**RAW DATA:**
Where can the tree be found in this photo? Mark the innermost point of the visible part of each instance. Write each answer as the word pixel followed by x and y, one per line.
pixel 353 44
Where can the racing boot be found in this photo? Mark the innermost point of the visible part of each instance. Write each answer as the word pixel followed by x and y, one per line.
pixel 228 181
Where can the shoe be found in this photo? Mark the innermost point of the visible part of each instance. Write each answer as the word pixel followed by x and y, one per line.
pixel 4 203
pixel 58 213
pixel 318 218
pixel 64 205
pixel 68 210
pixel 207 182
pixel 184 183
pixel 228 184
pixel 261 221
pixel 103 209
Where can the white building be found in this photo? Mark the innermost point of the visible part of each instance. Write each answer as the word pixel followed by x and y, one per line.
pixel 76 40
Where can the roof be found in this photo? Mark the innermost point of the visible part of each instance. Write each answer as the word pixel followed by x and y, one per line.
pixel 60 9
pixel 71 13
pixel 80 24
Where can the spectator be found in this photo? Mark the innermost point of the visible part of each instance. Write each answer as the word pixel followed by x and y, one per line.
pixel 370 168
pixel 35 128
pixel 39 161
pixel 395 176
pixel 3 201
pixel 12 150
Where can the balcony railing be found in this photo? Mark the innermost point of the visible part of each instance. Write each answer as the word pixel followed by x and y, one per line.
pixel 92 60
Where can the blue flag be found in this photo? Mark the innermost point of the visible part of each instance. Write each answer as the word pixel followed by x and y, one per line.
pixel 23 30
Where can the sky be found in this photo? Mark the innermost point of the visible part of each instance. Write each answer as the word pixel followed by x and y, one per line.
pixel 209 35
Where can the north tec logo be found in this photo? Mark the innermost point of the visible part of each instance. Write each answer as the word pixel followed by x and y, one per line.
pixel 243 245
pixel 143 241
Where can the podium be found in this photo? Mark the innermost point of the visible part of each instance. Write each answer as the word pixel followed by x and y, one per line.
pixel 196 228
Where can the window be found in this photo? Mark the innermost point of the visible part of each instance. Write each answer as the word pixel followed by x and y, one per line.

**PROMPT:**
Starting at the line that contains "Where can the sky", quote each remaining line of the entries above, unchanged.

**RESULT:**
Where can the sky be found in this photo? Mark the innermost point of the visible part of each instance. Write each answer as the word pixel followed by x and y, one per line.
pixel 209 35
Where can the north tec logo be found in this photo? Mark the innermost point of the visible part of each instance. Write each answer as the word pixel followed by x and y, one per line.
pixel 243 245
pixel 143 241
Where can the podium be found in this photo? Mark the innermost point of the visible part of each instance. Write each answer as the word pixel followed by x and y, one per line.
pixel 196 228
Where can the window be found in this photo? Mark the innermost point of the visible part of each instance. Write each answer as the word pixel followed by x and y, one per line.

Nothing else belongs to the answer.